* Exercise details:
Everything from the line holding "for the mask" through the last line below must be repeated exactly, and nothing else.

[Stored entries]
* BEGIN *
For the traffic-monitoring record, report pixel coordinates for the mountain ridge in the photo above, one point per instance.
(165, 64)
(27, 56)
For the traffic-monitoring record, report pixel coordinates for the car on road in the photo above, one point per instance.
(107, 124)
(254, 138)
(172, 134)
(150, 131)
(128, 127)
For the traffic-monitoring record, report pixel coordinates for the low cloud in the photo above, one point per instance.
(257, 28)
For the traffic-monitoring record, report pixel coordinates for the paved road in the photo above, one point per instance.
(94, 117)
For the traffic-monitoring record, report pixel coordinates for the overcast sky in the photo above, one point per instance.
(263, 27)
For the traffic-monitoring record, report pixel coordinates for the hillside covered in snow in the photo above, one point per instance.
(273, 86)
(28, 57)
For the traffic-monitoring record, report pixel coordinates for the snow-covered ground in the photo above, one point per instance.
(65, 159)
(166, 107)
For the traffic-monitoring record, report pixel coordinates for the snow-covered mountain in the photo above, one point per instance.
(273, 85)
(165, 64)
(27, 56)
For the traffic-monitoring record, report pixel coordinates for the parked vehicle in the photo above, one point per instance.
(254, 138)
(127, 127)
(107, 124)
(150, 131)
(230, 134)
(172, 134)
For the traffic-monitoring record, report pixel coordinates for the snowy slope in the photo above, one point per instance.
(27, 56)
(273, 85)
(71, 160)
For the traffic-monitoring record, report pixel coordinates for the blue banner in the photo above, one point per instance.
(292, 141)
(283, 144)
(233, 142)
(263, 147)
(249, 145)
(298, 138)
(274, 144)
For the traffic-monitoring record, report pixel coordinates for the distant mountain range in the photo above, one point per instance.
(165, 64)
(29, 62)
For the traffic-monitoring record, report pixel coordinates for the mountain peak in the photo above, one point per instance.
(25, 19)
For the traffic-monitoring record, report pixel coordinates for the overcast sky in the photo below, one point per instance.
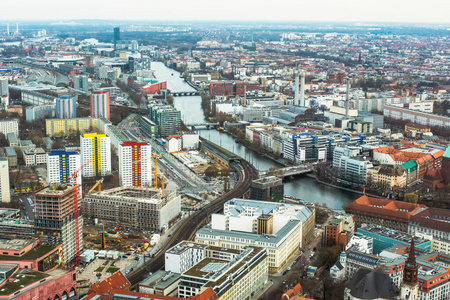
(414, 11)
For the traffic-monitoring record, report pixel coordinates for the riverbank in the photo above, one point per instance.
(341, 187)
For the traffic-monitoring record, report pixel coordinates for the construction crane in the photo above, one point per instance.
(75, 211)
(103, 237)
(99, 184)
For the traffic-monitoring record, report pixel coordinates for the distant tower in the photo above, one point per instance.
(296, 88)
(116, 36)
(302, 89)
(347, 101)
(409, 289)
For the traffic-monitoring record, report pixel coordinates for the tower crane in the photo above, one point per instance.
(75, 204)
(99, 184)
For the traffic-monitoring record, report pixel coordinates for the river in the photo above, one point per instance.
(304, 187)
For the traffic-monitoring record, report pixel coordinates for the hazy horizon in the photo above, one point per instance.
(285, 11)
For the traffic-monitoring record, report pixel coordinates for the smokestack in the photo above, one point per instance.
(347, 102)
(302, 90)
(296, 88)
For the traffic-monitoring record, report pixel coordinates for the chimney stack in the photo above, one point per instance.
(347, 102)
(302, 90)
(296, 88)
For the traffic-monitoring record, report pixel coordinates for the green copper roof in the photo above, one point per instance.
(410, 165)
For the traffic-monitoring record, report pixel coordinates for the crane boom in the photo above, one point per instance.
(99, 184)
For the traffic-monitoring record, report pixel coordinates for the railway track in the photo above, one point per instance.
(246, 175)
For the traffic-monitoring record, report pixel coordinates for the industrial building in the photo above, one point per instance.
(54, 218)
(166, 118)
(61, 165)
(100, 105)
(96, 152)
(135, 165)
(279, 227)
(268, 188)
(136, 207)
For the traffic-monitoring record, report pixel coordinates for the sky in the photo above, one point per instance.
(399, 11)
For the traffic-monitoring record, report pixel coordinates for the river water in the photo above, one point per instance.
(304, 187)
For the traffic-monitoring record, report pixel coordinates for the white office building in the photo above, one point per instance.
(275, 226)
(135, 165)
(5, 195)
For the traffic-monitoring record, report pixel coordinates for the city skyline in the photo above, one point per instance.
(202, 10)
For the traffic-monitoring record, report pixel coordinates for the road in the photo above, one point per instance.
(189, 226)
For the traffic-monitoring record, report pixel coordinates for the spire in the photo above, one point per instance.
(411, 268)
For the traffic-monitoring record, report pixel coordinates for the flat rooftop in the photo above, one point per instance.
(130, 192)
(184, 245)
(33, 254)
(161, 279)
(22, 279)
(14, 244)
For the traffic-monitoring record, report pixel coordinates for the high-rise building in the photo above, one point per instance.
(95, 148)
(116, 36)
(135, 165)
(9, 125)
(61, 165)
(4, 180)
(66, 107)
(4, 91)
(54, 218)
(81, 83)
(100, 105)
(167, 119)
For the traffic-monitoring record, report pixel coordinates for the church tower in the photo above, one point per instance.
(409, 289)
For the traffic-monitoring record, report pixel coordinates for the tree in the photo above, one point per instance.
(241, 135)
(411, 197)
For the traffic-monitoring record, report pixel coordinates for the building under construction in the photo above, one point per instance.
(136, 207)
(54, 218)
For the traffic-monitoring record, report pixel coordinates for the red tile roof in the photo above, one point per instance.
(383, 208)
(115, 281)
(434, 218)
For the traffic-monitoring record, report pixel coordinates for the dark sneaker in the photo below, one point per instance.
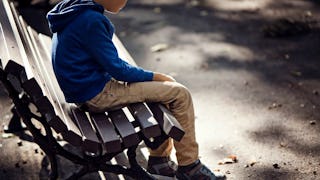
(162, 166)
(199, 172)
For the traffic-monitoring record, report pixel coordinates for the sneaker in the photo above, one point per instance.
(162, 166)
(199, 172)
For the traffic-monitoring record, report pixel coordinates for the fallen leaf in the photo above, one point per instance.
(229, 160)
(194, 3)
(296, 73)
(287, 56)
(276, 166)
(233, 157)
(7, 135)
(159, 47)
(283, 144)
(157, 10)
(312, 122)
(204, 13)
(275, 105)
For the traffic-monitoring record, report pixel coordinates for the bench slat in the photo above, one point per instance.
(91, 142)
(167, 121)
(32, 88)
(73, 134)
(106, 130)
(16, 75)
(124, 127)
(148, 124)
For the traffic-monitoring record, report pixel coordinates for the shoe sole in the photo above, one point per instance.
(159, 177)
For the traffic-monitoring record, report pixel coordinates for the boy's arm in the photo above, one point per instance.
(99, 44)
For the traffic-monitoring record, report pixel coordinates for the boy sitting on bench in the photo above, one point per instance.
(91, 74)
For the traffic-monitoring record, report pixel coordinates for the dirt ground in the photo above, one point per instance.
(252, 67)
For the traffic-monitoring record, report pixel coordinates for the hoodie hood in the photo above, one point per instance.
(64, 12)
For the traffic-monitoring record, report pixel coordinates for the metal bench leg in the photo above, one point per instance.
(15, 123)
(139, 172)
(54, 166)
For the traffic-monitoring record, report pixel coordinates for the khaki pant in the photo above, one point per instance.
(172, 94)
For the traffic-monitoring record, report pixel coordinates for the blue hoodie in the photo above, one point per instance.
(84, 57)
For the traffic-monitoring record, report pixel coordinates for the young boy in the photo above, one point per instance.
(89, 71)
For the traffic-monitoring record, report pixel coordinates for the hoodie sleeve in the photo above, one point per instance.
(100, 46)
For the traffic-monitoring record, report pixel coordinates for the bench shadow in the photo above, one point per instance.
(66, 167)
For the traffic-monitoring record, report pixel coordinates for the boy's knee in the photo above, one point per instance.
(182, 91)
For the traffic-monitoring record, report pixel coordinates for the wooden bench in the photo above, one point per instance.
(38, 101)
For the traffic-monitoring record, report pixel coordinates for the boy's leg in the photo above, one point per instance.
(172, 94)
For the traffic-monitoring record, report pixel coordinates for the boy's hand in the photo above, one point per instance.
(162, 77)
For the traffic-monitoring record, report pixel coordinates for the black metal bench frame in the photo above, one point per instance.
(25, 91)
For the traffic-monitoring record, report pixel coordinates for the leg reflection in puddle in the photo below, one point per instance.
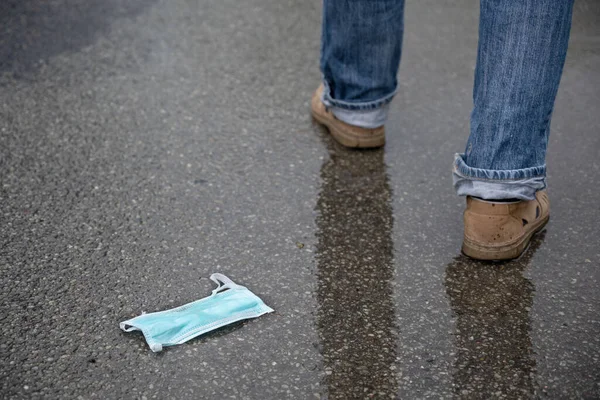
(355, 273)
(492, 303)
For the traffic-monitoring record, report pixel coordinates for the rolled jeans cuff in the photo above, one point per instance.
(354, 106)
(364, 118)
(490, 184)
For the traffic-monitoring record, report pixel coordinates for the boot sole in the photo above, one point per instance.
(500, 253)
(350, 139)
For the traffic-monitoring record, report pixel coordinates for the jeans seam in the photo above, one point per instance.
(465, 171)
(364, 106)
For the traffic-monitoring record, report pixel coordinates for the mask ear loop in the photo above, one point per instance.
(223, 283)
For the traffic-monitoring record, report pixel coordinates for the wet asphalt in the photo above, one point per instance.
(147, 144)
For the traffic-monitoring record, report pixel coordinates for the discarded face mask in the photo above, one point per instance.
(228, 303)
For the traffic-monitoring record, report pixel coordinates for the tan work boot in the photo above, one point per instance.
(502, 231)
(346, 134)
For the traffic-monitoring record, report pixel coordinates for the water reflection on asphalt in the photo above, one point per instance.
(492, 302)
(355, 273)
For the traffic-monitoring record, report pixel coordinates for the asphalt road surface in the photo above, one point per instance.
(146, 144)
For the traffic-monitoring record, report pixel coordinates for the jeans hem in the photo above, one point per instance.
(461, 168)
(354, 106)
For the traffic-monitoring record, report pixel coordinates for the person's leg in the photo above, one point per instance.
(360, 55)
(522, 49)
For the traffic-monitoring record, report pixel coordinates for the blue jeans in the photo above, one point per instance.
(521, 53)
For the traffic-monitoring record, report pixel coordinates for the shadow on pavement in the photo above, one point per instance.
(355, 272)
(492, 338)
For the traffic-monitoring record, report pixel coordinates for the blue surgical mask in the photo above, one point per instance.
(228, 303)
* END *
* Answer in full:
For the traffic-monitoring record, report pixel coordinates for the mask ear loop in the photo above, one point per instance.
(223, 283)
For the traffic-monitoring record, report pixel coordinates for the wet asphalt in the photo above, one point per instance.
(147, 144)
For the traffic-monitoring record, report pixel coordinates for the discarded face mask in the photo above, one point per instance.
(228, 303)
For the traffic-monitoring record, report pixel coordinates for the tan work boot in the photo above, one point per instance.
(502, 231)
(346, 134)
For the traffic-monitoring record, report pixel coordinates for the water reflection on asphalt in the photo above, one point per instance.
(492, 302)
(355, 273)
For the traffic-monitoring record, report pixel coordinates for the asphalt road surface in the photo above, one point per instance.
(146, 144)
For the traffic-monitoring record, report pixel coordinates for the jeans hem in the photo above, one point per instance.
(461, 168)
(354, 106)
For the traffic-monitoring record, report pixel coordinates for the person's leg in the photo above, one point per instance.
(360, 55)
(522, 49)
For the traffic-monitoring record, report pixel coordinates for the blue jeans in the photo above, one point per instance.
(521, 53)
For the traffic-monitoring record, report pixel coordinates for the shadow on pavement in the photo above, one point per instance.
(355, 272)
(492, 338)
For the traffic-monitoring record, report pixel coordinates for the blue surgical mask in the photo above, one point per instance.
(228, 303)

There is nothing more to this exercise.